__What you have to do__:
Rewrite every line of the listing below as a numbered list, leaving out any blank lines.

__Dataset excerpts__:
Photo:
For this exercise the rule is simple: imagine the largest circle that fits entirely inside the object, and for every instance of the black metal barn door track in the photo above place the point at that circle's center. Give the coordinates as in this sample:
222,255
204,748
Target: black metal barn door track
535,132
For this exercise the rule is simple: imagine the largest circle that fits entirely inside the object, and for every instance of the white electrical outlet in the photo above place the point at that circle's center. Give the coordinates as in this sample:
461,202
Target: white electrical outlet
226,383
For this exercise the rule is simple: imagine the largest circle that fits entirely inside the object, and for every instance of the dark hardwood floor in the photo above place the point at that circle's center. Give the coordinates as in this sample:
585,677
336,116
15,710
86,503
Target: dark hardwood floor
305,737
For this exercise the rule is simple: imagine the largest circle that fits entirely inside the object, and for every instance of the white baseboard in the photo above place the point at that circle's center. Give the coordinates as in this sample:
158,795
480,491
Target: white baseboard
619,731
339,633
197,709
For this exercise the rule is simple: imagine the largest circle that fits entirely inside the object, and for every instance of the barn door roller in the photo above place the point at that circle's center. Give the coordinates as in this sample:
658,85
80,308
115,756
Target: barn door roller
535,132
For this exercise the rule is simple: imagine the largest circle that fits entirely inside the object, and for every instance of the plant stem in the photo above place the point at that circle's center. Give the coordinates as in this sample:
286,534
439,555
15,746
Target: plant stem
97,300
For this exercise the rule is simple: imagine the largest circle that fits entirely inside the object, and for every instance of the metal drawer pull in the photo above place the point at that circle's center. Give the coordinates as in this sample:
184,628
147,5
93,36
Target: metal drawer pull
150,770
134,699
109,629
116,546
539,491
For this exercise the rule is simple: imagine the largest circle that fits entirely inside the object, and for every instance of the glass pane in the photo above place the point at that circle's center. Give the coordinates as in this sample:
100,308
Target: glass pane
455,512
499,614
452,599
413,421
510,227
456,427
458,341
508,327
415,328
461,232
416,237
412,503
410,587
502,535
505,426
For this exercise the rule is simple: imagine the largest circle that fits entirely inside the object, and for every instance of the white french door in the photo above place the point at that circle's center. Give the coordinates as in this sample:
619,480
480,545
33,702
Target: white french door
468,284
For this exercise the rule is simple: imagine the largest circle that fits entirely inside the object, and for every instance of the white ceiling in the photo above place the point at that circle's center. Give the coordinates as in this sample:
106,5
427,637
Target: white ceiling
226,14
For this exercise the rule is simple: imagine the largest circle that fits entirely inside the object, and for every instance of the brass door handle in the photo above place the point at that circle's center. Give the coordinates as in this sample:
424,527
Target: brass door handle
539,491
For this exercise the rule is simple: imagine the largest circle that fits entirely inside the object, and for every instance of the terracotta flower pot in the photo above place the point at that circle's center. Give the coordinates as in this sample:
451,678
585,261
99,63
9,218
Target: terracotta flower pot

__Completed task__:
1. Photo:
2. For this exercise the rule is simple: imagine the largest circle that fits entirely inside the object, and for every instance of the black metal barn door track in the photo above place the point at that circle's center. Give the coordinates as in this sample:
3. 222,255
4. 204,748
5. Target: black metal barn door track
6. 535,132
7. For this exercise the rule is simple: imagine the largest circle that fits entirely inside the object, and for every instance of the white electrical outlet in the photo above place the point at that circle's center. Give the coordinates as in this sample:
8. 461,202
9. Target: white electrical outlet
10. 226,383
11. For this exercise the rule is simple: imagine the largest circle that fits entirely inside the object, and for every instance of the dark hardwood floor in the photo above place the point at that circle's center. Give the coordinates as in this sample:
12. 585,677
13. 336,116
14. 15,710
15. 86,503
16. Target: dark hardwood floor
17. 305,737
18. For this exercise the rule is simple: imagine the largest circle that fits entirely inside the object, and for every instance of the white baseboard in the photo above place the point at that circle's center. Give the coordinates as in this sample:
19. 158,795
20. 480,491
21. Target: white baseboard
22. 619,731
23. 339,633
24. 197,709
25. For this exercise the rule is simple: imagine the largest circle that fits entirely inside the object, and for every instance of the barn door roller in the photo above place the point at that circle's center. Give the coordinates as in this sample:
26. 658,85
27. 80,308
28. 115,756
29. Target: barn door roller
30. 535,132
31. For this exercise the rule is simple: imagine the largest circle that fits entirely inside the object, and for every instance of the plant stem in the photo above place the point at that circle's center. Give the coordinates as in this sample:
32. 286,534
33. 439,555
34. 15,746
35. Target: plant stem
36. 97,300
37. For this exercise the rule is simple: imagine the largest circle that fits entirely inside the object, and for every instance of the metal drawer pull in the photo above place the point at that circle's center. Give the coordinates as in this sample:
38. 184,628
39. 147,5
40. 93,36
41. Target: metal drawer pull
42. 150,770
43. 134,699
44. 109,629
45. 116,546
46. 539,491
47. For this exercise the rule is simple: imagine the largest circle that fits entirely inside the object, and for every instance of the glass pane in the photo above place the point at that circle's center. Give the coordinates as in this sample:
48. 100,308
49. Target: glass pane
50. 455,512
51. 499,614
52. 452,599
53. 413,421
54. 510,227
55. 456,427
56. 458,341
57. 508,327
58. 415,328
59. 461,232
60. 416,237
61. 412,503
62. 410,587
63. 502,535
64. 505,426
65. For this exercise the rule is simple: imagine the largest circle that fits entirely inside the object, and for every instance of the white french door in the photo above place the point at that circle's center. Give the coordinates as in this sample:
66. 619,480
67. 480,545
68. 33,702
69. Target: white french door
70. 468,284
71. For this exercise the rule is simple: imagine the largest circle that fits entirely inside the object, and for every instance of the white ceiling in the photo above place the point at that circle's center. Give the coordinates as in this sample:
72. 106,5
73. 427,637
74. Target: white ceiling
75. 226,14
76. For this exercise the rule is simple: imagine the largest circle that fits entirely inside the object, and for every instance of the brass door handle in the photo above place the point at that circle's center. Give the coordinates as in this sample:
77. 424,527
78. Target: brass door handle
79. 539,491
80. For this exercise the rule is simple: imagine the largest circle that fits entirely inside the object, and for every instance of the terracotta flower pot in the photo above place the point at that circle's center. Give the coordinates as in this sample:
81. 451,678
82. 585,261
83. 99,63
84. 9,218
85. Target: terracotta flower pot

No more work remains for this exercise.